■ Task description: Write down exactly the line where "# test: pointer drops one pin on the bright" occurs and every line that follows it through the end of the material below; include nothing else.
== Information given ==
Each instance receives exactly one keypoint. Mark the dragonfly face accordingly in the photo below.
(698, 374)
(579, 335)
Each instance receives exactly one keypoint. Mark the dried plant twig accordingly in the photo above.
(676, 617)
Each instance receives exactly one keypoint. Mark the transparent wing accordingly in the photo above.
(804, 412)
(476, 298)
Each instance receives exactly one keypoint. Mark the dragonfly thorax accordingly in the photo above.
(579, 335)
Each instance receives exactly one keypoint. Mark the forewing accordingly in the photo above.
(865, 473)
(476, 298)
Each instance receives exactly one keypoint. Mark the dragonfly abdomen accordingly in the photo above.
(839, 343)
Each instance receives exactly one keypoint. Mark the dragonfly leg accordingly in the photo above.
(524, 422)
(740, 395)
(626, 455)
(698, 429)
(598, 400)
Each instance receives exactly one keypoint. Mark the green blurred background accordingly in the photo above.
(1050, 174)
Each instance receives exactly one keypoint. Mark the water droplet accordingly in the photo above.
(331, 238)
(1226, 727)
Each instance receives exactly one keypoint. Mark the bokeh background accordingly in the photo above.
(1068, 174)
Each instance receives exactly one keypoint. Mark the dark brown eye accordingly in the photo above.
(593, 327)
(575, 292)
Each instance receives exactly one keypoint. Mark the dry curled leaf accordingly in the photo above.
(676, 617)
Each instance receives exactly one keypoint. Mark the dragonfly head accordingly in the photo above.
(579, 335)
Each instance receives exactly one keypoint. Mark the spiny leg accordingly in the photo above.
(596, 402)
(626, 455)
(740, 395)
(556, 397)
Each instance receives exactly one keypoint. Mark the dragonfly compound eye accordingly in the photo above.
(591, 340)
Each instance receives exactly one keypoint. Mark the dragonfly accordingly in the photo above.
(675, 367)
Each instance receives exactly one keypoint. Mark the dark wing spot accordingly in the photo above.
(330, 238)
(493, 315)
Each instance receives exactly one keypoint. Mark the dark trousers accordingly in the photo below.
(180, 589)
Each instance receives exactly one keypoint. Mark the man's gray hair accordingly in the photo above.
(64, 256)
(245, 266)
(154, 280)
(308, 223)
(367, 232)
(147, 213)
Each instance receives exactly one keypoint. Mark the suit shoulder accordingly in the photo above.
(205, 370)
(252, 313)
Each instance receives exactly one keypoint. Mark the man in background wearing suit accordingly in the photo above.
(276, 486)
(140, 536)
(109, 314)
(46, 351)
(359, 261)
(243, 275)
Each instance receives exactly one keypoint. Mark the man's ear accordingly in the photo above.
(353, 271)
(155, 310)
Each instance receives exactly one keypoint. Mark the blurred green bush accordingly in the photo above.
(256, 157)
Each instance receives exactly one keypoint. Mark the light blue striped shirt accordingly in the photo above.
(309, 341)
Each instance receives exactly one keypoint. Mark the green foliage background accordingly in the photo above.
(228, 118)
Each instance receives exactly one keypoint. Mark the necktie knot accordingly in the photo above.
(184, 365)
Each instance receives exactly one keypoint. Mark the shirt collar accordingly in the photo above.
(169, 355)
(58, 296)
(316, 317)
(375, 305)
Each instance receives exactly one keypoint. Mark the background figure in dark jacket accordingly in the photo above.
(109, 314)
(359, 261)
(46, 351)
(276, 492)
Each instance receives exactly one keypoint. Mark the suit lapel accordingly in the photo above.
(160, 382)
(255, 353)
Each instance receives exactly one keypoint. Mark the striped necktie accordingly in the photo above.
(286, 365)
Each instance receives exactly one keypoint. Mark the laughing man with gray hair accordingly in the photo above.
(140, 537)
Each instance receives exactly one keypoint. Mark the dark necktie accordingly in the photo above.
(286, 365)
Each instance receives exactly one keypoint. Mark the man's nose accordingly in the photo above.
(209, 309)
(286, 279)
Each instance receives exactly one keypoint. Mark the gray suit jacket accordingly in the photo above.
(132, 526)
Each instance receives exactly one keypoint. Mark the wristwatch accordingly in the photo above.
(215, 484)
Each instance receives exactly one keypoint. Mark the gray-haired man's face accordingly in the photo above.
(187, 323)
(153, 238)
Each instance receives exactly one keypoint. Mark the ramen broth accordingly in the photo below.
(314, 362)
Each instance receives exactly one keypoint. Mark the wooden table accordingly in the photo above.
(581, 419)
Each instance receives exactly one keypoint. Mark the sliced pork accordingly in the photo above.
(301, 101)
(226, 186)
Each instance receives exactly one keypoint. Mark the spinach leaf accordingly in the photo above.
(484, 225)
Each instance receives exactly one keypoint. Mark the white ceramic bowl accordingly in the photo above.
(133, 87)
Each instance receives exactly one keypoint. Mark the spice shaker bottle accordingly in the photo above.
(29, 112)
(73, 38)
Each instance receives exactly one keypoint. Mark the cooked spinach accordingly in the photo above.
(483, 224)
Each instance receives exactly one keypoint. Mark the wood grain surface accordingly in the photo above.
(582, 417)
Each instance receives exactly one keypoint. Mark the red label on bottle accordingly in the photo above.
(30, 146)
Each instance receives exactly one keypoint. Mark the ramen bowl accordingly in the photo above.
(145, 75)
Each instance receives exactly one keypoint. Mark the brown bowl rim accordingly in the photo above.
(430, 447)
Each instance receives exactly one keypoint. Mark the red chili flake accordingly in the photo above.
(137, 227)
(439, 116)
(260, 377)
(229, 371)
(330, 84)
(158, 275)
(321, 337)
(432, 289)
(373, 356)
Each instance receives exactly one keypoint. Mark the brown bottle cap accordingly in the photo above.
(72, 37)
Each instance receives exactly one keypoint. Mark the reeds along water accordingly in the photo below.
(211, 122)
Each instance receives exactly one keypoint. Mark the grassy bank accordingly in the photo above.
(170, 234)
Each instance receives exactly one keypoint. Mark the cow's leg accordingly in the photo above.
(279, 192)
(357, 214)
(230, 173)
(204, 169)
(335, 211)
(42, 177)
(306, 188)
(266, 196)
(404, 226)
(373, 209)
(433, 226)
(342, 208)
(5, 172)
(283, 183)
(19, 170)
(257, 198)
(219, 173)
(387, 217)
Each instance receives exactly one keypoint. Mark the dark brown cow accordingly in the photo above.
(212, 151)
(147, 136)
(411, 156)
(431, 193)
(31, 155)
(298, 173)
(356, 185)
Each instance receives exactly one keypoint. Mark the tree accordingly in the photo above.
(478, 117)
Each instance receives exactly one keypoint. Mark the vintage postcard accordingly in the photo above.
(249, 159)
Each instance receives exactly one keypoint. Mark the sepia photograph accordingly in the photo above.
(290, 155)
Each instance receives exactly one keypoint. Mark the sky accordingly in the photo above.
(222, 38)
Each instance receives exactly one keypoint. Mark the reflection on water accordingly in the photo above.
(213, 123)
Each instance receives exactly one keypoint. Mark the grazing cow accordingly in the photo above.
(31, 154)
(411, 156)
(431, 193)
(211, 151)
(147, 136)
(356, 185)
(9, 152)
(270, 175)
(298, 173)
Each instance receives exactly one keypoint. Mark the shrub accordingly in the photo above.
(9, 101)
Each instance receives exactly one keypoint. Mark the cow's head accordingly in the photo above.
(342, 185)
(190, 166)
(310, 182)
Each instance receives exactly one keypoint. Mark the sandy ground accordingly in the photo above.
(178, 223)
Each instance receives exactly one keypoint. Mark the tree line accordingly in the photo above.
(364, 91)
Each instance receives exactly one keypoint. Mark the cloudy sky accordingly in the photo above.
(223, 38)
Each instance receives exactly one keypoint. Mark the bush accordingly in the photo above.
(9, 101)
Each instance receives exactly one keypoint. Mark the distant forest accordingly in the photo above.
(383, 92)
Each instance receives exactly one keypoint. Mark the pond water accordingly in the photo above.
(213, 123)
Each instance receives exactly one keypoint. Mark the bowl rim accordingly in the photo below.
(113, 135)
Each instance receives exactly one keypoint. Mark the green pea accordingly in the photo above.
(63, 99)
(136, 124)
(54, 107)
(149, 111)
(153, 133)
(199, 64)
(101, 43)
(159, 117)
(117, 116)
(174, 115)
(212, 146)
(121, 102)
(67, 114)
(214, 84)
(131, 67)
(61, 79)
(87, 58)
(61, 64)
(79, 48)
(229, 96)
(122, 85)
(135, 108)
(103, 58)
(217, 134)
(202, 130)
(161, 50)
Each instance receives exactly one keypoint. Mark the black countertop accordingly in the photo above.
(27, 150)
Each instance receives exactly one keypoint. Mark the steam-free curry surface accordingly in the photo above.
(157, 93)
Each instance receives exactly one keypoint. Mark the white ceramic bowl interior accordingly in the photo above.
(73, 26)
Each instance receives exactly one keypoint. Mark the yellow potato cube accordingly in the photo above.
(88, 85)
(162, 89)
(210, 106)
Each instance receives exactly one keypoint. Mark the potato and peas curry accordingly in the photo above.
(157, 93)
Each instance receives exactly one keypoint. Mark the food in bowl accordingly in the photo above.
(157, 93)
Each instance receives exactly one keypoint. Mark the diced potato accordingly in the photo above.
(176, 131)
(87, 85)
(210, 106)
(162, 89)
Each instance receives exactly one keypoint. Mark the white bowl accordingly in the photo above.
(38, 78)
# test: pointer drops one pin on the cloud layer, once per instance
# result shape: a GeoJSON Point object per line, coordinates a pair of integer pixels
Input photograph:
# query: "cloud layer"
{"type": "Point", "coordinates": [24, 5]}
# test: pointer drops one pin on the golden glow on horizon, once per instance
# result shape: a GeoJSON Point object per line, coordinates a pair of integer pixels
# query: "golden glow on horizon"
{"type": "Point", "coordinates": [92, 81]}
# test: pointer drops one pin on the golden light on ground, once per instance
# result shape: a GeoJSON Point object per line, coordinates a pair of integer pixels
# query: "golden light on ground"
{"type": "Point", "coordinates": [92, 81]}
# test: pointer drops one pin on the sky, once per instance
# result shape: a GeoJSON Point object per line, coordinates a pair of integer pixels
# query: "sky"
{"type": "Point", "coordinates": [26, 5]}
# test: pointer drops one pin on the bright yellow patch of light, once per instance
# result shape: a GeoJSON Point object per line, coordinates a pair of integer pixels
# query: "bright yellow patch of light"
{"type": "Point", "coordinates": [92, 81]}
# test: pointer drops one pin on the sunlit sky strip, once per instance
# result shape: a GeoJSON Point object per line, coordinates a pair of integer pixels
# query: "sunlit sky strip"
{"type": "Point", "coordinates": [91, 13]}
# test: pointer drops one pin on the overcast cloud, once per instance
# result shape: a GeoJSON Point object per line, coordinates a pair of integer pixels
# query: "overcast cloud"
===
■ Result of the task:
# test: pointer drops one pin on the bright yellow patch of light, once per instance
# result shape: a GeoJSON Point object per line, coordinates a pair of integer pixels
# query: "bright yellow patch of light"
{"type": "Point", "coordinates": [92, 81]}
# test: pointer drops one pin on the sunlit sky strip, once per instance
# result shape: a GeoJSON Point object per line, coordinates a pair of integer pixels
# query: "sunlit sky strip"
{"type": "Point", "coordinates": [91, 13]}
# test: pointer drops one pin on the overcast cloud, once per instance
# result shape: a GeoJSON Point object per line, coordinates a pair of integer pixels
# query: "overcast cloud"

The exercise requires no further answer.